## [Directive]
Your task is to print all of the data word for word.
-- BEGIN Records shown --
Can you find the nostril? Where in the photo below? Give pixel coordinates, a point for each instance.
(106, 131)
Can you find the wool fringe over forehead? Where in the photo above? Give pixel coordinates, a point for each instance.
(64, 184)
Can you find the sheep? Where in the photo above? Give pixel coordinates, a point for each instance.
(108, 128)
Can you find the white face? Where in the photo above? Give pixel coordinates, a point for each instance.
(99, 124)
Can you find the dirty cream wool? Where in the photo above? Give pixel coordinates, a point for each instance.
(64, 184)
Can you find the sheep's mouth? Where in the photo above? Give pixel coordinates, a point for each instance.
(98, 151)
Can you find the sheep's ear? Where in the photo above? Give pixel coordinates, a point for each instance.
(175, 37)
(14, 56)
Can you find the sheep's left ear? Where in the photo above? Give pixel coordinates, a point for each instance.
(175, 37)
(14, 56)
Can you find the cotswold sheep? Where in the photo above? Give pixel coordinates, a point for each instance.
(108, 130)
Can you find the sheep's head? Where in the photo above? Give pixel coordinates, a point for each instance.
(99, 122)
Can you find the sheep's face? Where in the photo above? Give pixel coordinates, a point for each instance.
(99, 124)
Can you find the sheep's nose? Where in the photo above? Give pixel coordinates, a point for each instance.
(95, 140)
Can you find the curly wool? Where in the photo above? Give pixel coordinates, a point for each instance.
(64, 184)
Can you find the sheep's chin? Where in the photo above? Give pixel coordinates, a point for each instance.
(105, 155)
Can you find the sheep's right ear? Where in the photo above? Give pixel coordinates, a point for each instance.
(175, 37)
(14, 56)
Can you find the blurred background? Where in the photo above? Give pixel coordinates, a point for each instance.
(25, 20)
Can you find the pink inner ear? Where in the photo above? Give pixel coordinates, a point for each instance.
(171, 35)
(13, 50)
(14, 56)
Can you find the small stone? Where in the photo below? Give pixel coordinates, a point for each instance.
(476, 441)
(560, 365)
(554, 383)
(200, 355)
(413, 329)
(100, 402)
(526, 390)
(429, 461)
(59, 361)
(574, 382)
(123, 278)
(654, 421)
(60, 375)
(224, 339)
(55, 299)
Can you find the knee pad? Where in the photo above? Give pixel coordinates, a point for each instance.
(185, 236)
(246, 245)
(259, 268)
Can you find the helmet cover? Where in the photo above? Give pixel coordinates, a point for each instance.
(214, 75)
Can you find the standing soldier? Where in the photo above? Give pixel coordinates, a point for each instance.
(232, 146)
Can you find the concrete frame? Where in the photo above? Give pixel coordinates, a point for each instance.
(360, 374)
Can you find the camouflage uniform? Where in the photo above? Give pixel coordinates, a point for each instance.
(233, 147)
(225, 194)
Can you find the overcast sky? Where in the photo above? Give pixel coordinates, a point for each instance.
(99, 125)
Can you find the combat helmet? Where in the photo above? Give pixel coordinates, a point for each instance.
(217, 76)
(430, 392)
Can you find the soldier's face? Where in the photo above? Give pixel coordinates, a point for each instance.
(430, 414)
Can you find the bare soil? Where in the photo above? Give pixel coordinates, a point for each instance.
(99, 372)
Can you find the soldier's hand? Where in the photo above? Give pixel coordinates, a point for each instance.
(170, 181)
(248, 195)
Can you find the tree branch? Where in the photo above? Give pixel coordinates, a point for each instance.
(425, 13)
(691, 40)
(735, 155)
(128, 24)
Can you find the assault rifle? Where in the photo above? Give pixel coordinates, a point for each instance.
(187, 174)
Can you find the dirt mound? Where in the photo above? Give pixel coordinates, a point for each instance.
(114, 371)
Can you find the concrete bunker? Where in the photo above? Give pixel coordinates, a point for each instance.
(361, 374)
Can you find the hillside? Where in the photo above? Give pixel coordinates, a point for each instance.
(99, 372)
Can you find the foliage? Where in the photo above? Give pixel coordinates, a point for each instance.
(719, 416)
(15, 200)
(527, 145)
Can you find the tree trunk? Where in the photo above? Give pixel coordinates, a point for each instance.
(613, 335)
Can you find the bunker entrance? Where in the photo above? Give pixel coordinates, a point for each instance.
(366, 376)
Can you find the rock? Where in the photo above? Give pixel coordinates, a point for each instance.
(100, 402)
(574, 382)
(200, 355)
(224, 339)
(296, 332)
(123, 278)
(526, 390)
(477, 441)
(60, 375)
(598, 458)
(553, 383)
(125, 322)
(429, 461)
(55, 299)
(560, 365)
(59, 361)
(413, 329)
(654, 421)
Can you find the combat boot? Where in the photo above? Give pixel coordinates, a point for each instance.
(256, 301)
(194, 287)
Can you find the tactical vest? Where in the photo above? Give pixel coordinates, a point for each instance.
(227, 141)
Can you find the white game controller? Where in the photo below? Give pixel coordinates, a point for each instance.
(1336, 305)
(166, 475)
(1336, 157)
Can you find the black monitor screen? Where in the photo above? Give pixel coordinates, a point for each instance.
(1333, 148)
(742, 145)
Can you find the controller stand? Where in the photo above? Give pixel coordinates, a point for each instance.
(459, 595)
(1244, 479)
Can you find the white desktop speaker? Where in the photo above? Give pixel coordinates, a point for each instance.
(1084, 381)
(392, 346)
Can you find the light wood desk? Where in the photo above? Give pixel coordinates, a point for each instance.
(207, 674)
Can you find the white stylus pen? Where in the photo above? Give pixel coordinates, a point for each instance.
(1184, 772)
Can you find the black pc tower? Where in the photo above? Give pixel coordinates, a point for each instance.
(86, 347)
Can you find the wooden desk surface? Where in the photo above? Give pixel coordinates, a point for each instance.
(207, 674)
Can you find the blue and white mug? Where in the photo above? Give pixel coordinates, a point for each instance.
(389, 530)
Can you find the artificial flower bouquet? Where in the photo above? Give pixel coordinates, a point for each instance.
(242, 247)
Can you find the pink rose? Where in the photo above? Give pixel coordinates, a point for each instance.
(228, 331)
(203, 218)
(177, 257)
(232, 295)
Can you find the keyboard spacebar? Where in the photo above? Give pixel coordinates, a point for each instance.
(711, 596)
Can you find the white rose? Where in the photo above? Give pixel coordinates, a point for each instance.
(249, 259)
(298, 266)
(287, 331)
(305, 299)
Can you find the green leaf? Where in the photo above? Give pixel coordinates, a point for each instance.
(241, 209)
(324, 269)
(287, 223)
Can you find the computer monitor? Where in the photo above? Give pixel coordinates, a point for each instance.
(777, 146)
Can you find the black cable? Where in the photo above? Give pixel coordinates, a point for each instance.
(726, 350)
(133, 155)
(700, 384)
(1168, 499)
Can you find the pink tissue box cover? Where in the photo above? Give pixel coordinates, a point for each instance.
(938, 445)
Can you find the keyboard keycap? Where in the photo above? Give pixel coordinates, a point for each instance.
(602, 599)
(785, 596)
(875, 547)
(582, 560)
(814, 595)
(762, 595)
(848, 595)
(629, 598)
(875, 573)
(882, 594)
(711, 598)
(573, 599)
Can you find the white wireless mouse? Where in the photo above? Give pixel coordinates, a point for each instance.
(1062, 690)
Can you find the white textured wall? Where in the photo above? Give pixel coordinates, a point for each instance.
-- END Records shown --
## [Completed task]
Can you find the nostril? Where in the photo below? Give pixel coordinates, a point for each instance.
(106, 131)
Can you find the wool fringe over forehead? Where in the photo above? Give pixel coordinates, a point for each instance.
(64, 184)
Can you find the sheep? Where in the photo above? Give pixel coordinates, a point for each instance.
(108, 128)
Can you find the white face? Where in the photo above? Give pixel coordinates, a point for each instance.
(99, 124)
Can you find the dirty cream wool? Where in the photo above? Give pixel coordinates, a point for each instance.
(64, 184)
Can you find the sheep's mouth? Where in the photo above? Give pixel coordinates, a point for each instance.
(98, 151)
Can you find the sheep's ear? Where in the photo above? Give pixel coordinates, a point for each instance.
(175, 37)
(14, 56)
Can you find the sheep's left ear? Where in the photo above? Give pixel coordinates, a point for each instance.
(175, 37)
(14, 56)
Can you find the cotswold sheep? Where in the photo above? Give pixel coordinates, a point for each instance.
(108, 130)
Can you find the sheep's head? Where in the photo above? Give pixel coordinates, a point for each instance.
(99, 122)
Can you find the sheep's face? Where in the photo above? Give pixel coordinates, a point for each instance.
(99, 124)
Can you find the sheep's nose? Where in the photo above? Give pixel coordinates, a point for each instance.
(95, 140)
Can you find the curly wool? Where in the photo above? Give pixel coordinates, a point for each instance.
(64, 184)
Can you find the sheep's chin? Where in the photo above? Give pixel coordinates, a point for each instance.
(105, 155)
Can you find the sheep's right ear? Where in the photo above? Give pixel coordinates, a point for each instance.
(175, 37)
(14, 56)
Can you find the blurred background? Where in the photo above? Give pixel coordinates, a point for each instance.
(25, 20)
Can you find the pink inner ear? Where in the photo above? Give pixel coordinates, a point for each instance.
(171, 35)
(13, 50)
(14, 56)
Can you find the small stone? Where in the photo below? Give pixel coordinates, a point for each instance.
(476, 441)
(560, 365)
(554, 383)
(200, 355)
(413, 329)
(100, 402)
(526, 390)
(429, 461)
(59, 361)
(574, 382)
(123, 278)
(654, 421)
(60, 375)
(224, 339)
(55, 299)
Can you find the knee pad? Where in the photo above? Give pixel coordinates, a point for each instance.
(185, 236)
(246, 245)
(259, 268)
Can you find the helmet cover? Where in the photo above? Give pixel coordinates, a point for each instance.
(214, 75)
Can you find the standing soldier? Where in the photo above? Give pixel coordinates, a point for each instance.
(232, 146)
Can you find the concrete frame? Where in the photo above? Give pixel coordinates, a point for each instance.
(360, 374)
Can you find the camouflage uniform? Where in the photo above? Give pixel coordinates, a point for each instance.
(233, 147)
(225, 194)
Can you find the overcast sky? Where in the photo above? Give pixel coordinates, a point for each instance.
(99, 125)
Can you find the combat helmet? Where in the photo above? Give pixel coordinates, a point for each instance.
(217, 76)
(430, 392)
Can you find the soldier's face? Where in the photo above? Give pixel coordinates, a point for each instance.
(430, 414)
Can you find the bare soil? Where in the photo above? Give pixel coordinates, a point for each instance.
(99, 372)
Can you find the soldier's hand? Where in the photo above? Give pixel coordinates, a point for each instance.
(170, 181)
(248, 195)
Can you find the tree branch? Where in the photo above? Give pixel coordinates, a point for each instance.
(425, 13)
(691, 40)
(735, 155)
(128, 24)
Can you find the assault rifle? Where in the photo above? Give pixel coordinates, a point for each instance.
(187, 174)
Can you find the dirt mound? Where in the photo above? Give pixel coordinates, a point for each instance.
(114, 371)
Can you find the concrete bunker? Where in the photo above? Give pixel coordinates, a point for each instance.
(361, 374)
Can you find the hillside? Where in the photo above? Give pixel coordinates, a point for each instance.
(99, 372)
Can you find the foliage? Where in the photo above? Give pixel coordinates, a point for each instance.
(719, 416)
(15, 200)
(527, 145)
Can you find the tree trunk? Where in the photo above? Give pixel coordinates, a point for each instance.
(613, 335)
Can you find the bunker entrance? Where in the photo above? Give pixel coordinates, a point for each instance.
(366, 376)
Can you find the rock? Where in the photo above? Give pixel coordinates, a point for each instance.
(100, 402)
(574, 382)
(200, 355)
(224, 339)
(296, 332)
(123, 278)
(526, 390)
(477, 441)
(60, 375)
(598, 458)
(553, 383)
(125, 322)
(429, 461)
(55, 299)
(560, 365)
(59, 361)
(413, 329)
(654, 421)
Can you find the combat boot? Where in the photo above? Give pixel coordinates, a point for each instance.
(256, 301)
(194, 287)
Can you find the tactical vest? Where in the photo above? Give pixel coordinates, a point for each instance.
(227, 141)
Can you find the white game controller? Where in the photo below? Give pixel coordinates, a point for each instance.
(1336, 305)
(166, 475)
(1336, 157)
Can you find the black monitor screen? Where in the photo above? Give pixel coordinates, a point for each instance.
(1333, 148)
(742, 145)
Can you find the controller stand? Where in the photo above? Give pixel coordinates, a point for each instance.
(459, 595)
(1244, 479)
Can you find the white desktop speaker? Where in the photo above? Give pixel coordinates, a point for each instance.
(1084, 381)
(392, 346)
Can you find the light wood desk? Where in the photo above? Give pixel coordinates, a point for each instance.
(207, 674)
Can you find the white stylus pen? Where in the photo above? Give pixel coordinates, a point for each instance.
(1184, 772)
Can you find the black pc tower? Where in the photo above? Give pixel coordinates, a point for each instance.
(86, 347)
Can you find the wooden desk surface? Where in the photo above? Give pixel coordinates, a point for each instance.
(207, 674)
Can you find the blue and white mug? Where in the photo above? Give pixel coordinates, a point for each instance.
(389, 530)
Can you find the artificial flower bouquet? Where in the photo above? Give pixel coordinates, a point for each instance.
(242, 247)
Can you find the pink rose? Where in the photo above? Give pixel coordinates, a point for each instance.
(228, 331)
(203, 218)
(177, 257)
(232, 295)
Can you find the keyboard spacebar? Where in the photo above? Give pixel coordinates, a point for each instance.
(711, 596)
Can you find the white rose? Where in the photo above? Give pixel coordinates, a point for each instance.
(249, 259)
(298, 266)
(287, 331)
(305, 299)
Can you find the green leaf? Where in the photo above? Give pixel coordinates, a point for each instance.
(241, 209)
(324, 269)
(287, 223)
Can you find the computer monitor? Where in the photo above? Give pixel coordinates, a point for each instance.
(777, 146)
Can you find the black cable? Where in the photo above? Give pixel coordinates, a point for each instance.
(726, 350)
(133, 155)
(700, 384)
(1168, 499)
Can you find the pink tissue box cover? Where in the photo above? Give pixel coordinates, a point for each instance.
(938, 445)
Can you find the keyboard keycap? Where in the photo above? Give pixel coordinates, a point for each instance.
(602, 599)
(785, 596)
(875, 547)
(582, 560)
(814, 595)
(762, 595)
(848, 595)
(629, 598)
(875, 573)
(882, 594)
(711, 598)
(573, 599)
Can you find the white wireless mouse? Where in the photo above? Give pixel coordinates, a point for each instance.
(1062, 690)
Can you find the white textured wall? Where in the photo above? Give pixel coordinates, a point for each instance.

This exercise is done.